Stored records:
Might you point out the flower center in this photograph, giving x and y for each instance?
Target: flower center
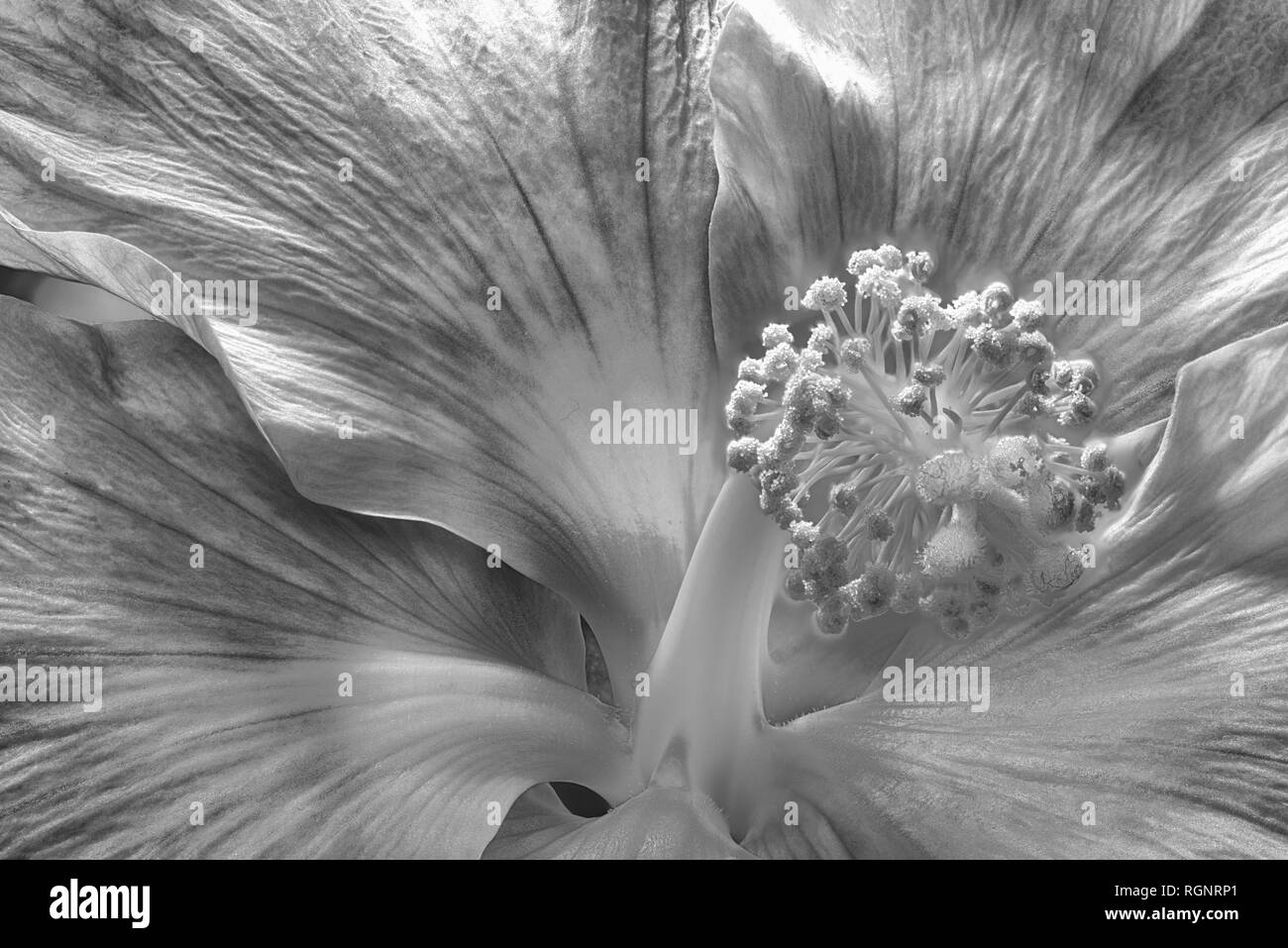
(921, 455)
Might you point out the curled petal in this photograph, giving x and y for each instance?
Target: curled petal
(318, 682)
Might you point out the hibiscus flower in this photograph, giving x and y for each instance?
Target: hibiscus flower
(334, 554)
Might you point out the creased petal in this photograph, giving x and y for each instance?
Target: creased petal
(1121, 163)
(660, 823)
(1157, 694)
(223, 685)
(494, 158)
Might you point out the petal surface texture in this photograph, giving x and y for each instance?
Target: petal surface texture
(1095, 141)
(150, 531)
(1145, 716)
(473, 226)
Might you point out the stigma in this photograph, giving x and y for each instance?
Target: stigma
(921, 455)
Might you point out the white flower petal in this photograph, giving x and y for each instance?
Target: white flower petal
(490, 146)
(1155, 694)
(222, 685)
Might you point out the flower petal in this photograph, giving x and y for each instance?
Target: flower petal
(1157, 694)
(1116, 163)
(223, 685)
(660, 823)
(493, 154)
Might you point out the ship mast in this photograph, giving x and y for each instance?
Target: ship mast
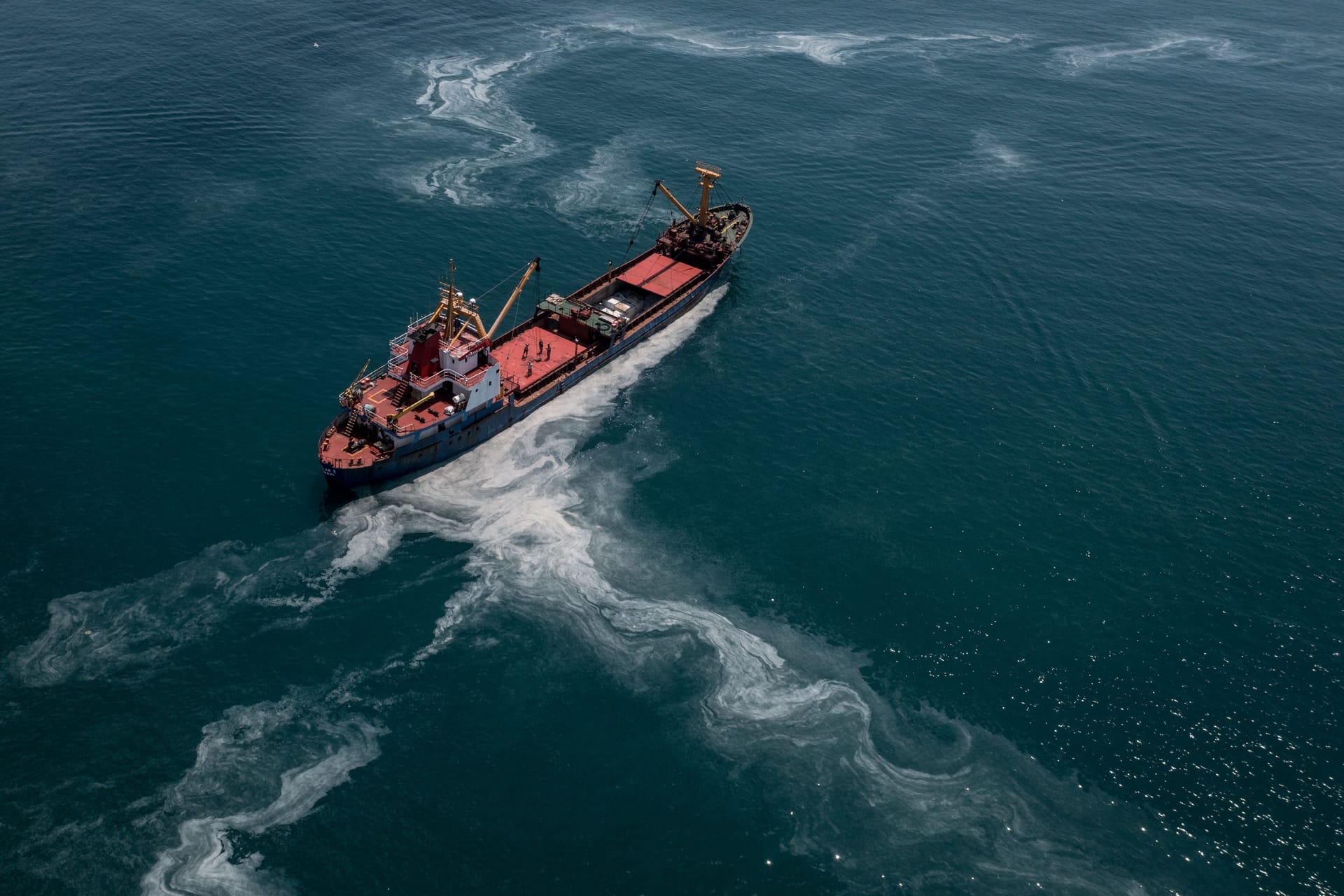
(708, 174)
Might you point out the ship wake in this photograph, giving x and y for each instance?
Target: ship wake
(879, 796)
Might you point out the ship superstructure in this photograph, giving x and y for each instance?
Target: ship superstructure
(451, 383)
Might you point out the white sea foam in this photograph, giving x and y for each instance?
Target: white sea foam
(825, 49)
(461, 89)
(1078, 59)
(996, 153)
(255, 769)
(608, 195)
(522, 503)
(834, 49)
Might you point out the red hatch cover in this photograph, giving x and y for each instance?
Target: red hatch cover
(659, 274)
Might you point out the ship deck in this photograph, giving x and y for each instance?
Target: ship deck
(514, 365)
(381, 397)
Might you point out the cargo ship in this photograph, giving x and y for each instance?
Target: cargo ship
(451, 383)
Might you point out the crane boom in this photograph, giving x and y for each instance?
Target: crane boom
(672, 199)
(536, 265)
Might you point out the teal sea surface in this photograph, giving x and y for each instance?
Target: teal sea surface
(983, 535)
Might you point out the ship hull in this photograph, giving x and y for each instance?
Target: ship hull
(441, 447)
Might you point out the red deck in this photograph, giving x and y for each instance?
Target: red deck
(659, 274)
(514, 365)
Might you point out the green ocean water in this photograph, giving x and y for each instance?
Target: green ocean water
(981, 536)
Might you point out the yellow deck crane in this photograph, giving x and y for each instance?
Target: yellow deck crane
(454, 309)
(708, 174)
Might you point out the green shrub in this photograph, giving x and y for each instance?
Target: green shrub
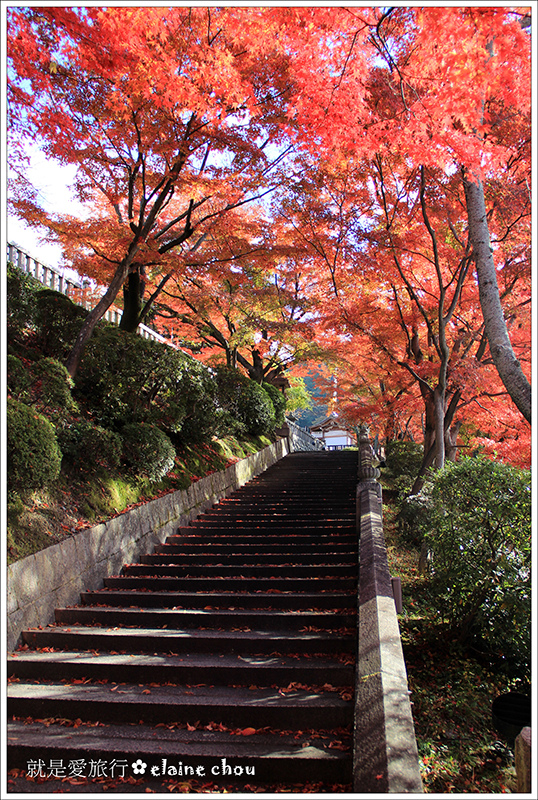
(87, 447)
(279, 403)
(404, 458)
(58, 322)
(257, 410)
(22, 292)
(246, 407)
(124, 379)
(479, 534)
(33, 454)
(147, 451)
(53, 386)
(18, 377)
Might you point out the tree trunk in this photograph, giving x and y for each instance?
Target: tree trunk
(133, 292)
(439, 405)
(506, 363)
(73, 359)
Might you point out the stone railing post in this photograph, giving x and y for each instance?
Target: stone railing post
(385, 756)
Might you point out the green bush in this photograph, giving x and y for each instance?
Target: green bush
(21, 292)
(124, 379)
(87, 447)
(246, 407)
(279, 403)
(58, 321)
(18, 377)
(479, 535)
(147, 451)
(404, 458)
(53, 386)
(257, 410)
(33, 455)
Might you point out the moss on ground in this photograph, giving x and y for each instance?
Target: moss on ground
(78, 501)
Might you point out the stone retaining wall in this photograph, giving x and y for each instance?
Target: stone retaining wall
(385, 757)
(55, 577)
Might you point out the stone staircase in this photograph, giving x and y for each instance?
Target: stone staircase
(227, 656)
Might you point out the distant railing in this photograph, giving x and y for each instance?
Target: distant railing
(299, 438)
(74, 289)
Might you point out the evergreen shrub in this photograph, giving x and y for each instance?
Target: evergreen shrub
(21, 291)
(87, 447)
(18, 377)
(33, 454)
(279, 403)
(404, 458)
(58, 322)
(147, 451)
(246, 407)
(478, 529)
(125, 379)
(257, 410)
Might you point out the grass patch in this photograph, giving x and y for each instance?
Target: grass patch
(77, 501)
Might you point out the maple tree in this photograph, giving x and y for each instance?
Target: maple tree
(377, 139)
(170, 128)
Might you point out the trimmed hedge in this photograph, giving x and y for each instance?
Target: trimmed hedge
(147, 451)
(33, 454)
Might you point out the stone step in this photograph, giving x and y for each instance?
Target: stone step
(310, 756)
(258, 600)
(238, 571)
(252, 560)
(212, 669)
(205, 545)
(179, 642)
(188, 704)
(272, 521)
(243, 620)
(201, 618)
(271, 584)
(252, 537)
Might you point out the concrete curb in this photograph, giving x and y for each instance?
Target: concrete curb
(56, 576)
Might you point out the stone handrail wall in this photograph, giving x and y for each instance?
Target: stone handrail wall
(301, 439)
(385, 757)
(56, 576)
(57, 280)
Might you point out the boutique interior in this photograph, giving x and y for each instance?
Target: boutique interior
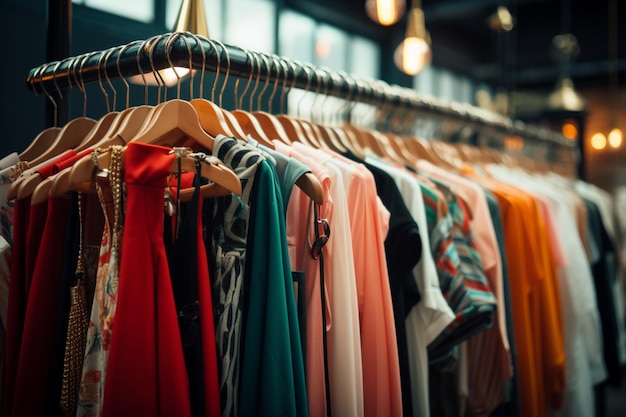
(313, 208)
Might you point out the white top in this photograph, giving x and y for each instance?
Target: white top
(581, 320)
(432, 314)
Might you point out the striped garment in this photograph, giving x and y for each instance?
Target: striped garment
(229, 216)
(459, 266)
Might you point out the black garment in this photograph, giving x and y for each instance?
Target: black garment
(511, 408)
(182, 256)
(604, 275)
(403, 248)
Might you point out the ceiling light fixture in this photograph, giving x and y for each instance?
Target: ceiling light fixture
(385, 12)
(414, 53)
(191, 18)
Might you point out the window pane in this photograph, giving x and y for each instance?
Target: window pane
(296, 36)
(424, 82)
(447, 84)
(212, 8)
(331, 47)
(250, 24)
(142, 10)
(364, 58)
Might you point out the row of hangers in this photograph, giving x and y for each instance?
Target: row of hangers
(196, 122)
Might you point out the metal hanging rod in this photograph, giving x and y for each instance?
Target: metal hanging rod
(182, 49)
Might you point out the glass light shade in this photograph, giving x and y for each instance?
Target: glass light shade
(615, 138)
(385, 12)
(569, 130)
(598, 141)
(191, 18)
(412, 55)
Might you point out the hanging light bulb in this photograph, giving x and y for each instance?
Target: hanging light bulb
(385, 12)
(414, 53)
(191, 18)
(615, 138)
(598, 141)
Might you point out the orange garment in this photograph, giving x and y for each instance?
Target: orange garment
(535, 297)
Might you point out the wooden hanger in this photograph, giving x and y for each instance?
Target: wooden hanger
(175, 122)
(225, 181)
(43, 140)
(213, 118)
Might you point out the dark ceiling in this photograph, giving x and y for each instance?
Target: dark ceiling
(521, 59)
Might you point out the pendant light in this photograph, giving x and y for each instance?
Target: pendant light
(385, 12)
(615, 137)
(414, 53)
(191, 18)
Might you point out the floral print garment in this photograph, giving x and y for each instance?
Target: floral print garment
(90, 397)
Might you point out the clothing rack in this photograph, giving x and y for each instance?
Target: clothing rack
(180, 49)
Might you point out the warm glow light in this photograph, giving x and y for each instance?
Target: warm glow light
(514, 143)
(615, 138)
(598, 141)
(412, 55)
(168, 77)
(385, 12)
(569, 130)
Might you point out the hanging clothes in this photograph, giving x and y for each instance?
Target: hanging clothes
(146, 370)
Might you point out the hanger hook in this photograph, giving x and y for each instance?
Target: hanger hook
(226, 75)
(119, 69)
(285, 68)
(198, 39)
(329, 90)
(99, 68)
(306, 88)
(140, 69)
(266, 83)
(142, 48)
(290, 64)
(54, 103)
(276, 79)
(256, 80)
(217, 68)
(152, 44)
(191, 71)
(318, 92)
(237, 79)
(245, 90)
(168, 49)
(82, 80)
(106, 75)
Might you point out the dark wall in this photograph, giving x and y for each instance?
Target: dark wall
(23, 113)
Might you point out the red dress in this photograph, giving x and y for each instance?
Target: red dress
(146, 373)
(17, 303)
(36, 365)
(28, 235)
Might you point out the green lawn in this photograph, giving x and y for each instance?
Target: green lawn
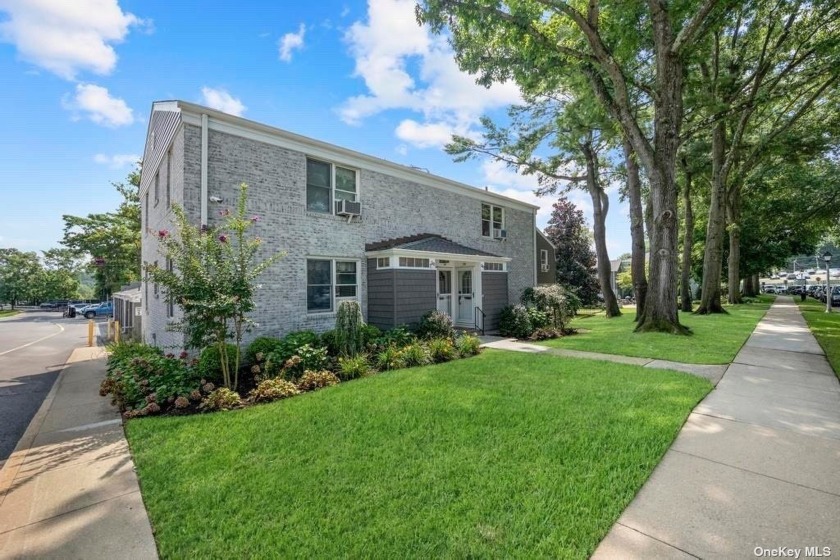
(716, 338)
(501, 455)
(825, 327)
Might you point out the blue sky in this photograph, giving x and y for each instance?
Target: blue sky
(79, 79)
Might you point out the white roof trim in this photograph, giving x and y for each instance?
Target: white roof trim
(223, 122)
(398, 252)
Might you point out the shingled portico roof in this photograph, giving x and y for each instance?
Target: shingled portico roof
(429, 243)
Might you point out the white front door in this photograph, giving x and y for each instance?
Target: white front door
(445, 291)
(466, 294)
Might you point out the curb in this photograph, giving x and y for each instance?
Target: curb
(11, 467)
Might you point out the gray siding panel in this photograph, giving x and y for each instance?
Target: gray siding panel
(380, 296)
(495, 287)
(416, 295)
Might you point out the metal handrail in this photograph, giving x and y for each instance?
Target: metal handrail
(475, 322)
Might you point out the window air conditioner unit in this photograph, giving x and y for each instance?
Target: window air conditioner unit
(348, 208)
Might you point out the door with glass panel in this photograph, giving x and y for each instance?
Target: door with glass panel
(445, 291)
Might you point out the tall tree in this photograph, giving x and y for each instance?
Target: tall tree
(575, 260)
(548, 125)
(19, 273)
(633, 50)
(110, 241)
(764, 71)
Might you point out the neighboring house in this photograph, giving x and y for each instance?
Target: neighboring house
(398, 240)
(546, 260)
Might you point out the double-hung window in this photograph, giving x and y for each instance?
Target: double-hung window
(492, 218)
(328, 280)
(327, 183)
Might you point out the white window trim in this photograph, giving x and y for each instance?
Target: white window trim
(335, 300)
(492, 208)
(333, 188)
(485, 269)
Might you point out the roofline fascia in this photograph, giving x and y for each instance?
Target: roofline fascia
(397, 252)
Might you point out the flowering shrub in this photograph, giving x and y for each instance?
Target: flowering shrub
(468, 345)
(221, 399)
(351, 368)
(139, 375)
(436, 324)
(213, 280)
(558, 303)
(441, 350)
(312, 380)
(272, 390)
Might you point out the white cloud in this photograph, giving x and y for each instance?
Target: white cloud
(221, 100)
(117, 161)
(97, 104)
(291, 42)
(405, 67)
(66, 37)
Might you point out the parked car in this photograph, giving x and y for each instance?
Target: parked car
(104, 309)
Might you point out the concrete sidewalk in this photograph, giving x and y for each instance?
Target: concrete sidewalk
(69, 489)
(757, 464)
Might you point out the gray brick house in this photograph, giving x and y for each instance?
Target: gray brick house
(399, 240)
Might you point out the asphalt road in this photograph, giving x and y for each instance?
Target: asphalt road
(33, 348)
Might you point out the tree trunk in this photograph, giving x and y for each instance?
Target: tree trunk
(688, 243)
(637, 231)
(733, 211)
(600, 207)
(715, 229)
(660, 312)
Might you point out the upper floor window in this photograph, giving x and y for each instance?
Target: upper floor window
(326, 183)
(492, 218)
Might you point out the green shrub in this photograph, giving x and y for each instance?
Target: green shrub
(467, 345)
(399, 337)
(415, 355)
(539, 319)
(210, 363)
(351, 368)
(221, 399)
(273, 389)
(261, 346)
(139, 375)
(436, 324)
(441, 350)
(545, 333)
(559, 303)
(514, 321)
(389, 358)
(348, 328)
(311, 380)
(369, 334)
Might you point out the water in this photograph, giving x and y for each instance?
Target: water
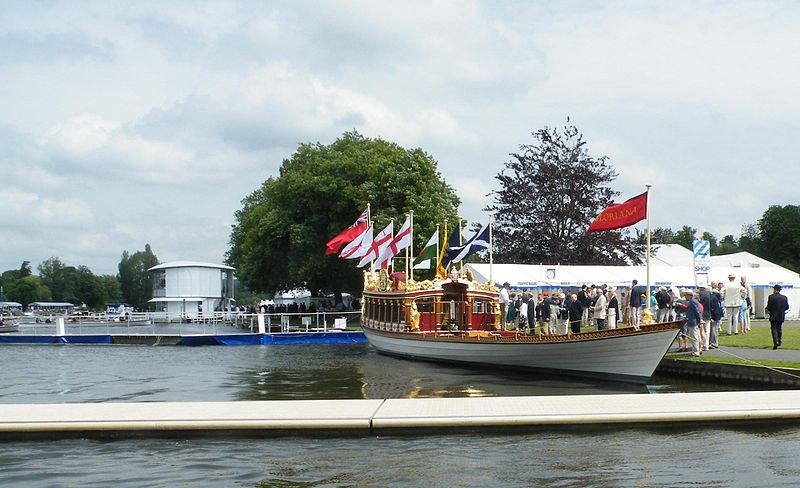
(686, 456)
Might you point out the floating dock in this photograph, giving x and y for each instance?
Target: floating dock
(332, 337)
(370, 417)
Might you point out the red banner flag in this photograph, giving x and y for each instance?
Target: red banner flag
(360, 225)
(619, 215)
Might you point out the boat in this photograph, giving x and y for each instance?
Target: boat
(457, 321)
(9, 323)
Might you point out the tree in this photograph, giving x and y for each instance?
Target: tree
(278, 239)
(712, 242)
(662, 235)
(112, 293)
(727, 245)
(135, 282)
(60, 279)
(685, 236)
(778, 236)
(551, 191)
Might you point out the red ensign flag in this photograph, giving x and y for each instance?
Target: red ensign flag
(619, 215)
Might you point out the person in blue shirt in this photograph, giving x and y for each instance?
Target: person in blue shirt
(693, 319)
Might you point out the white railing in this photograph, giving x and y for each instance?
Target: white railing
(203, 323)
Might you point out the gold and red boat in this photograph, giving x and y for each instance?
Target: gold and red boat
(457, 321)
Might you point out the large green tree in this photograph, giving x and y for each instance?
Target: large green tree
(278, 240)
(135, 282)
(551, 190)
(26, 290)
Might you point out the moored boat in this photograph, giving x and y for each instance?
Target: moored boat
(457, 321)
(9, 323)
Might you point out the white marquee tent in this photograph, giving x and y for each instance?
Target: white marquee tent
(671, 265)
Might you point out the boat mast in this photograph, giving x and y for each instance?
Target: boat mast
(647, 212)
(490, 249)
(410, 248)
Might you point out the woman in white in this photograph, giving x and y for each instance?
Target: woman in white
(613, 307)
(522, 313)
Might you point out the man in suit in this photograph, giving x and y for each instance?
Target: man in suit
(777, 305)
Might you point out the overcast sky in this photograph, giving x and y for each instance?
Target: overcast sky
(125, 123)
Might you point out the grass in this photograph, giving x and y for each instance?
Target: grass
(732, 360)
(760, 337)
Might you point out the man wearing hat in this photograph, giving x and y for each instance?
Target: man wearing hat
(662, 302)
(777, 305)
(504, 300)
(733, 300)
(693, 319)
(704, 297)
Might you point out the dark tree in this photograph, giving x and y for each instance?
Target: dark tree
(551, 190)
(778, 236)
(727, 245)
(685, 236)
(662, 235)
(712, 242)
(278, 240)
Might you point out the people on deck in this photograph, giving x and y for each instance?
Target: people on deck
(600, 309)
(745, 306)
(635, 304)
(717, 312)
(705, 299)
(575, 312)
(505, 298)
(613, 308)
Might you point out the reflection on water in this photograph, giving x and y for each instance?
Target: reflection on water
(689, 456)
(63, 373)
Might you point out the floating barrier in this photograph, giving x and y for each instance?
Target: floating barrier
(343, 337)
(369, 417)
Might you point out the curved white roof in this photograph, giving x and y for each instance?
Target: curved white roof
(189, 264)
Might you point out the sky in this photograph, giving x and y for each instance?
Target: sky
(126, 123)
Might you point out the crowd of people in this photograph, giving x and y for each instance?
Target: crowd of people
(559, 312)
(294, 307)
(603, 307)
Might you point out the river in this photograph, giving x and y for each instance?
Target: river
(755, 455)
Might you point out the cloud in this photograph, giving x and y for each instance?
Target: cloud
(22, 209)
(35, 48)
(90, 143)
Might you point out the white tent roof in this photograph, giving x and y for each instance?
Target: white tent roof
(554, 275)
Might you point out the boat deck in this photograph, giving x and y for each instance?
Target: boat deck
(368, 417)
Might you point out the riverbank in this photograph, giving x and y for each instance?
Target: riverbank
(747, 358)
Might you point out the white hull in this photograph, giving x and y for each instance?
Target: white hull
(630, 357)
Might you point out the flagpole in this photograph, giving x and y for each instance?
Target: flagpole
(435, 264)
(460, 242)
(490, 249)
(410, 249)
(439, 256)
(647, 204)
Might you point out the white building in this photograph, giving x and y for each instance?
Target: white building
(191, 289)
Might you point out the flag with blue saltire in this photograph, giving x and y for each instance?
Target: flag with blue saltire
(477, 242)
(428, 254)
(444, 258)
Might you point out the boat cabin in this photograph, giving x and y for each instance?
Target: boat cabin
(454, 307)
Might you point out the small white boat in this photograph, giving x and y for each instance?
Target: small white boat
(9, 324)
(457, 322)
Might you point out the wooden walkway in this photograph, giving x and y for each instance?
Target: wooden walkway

Challenge: Exactly as written, give again every line from the one containing "Might you point out the floating barrier" through the last line of the material above, and no other lines.

The completed task:
Might you point out the floating barrier in this photograph, giving x and y for each instance?
Target: floating barrier
(343, 337)
(369, 417)
Might you point out the curved white roof in this photograph, giving x and y for each instance?
Target: curved white roof
(189, 264)
Might you point out the sky in this photograph, giving x and y for each instance?
Target: sky
(126, 123)
Might you point out the crowd of people in this photograph, giving x and y for each instance?
Target: crowd of people
(559, 312)
(294, 307)
(603, 307)
Might you point out the river in this photograph, giving x and y for each instance?
Target: river
(755, 455)
Might you point out the cloud in this photograph, giving x and y for each instance?
Target: cloud
(22, 209)
(35, 48)
(90, 143)
Might you point out the white tent roof in this photograph, giving x and y for each instance?
Target: white tent roof
(554, 275)
Might you point out the boat deck in this photograph, giving x and y for each instance?
Target: boat deck
(368, 417)
Might you point out the riverbank in this photograph, giving x and y for each instance?
Target: riverbank
(747, 358)
Might you point out the white hull in this photograph, giving x and y for each instance?
Target: white hull
(630, 357)
Might you point out the flagpole in this photograph, giving x and y for each instance?
Target: flagpole
(435, 264)
(460, 242)
(490, 249)
(410, 249)
(439, 256)
(647, 204)
Might you point out the white building in this photograph, giving x and y for each instance?
Target: white building
(191, 289)
Might you point out the flag with blue saltire in this photograph, giving x and y for each instance?
Target: flag with blue saltire
(477, 242)
(428, 254)
(444, 258)
Might you point out the boat cabin in this photograph, giving x and y for each instance?
Target: boat cabin
(454, 307)
Might you point out the small white boat in this photograph, giving x and y for each instance?
Target: small white boat
(9, 324)
(457, 322)
Might you point out the wooden walkway in this photograph, giving x and y for each instance?
Target: wooden walkway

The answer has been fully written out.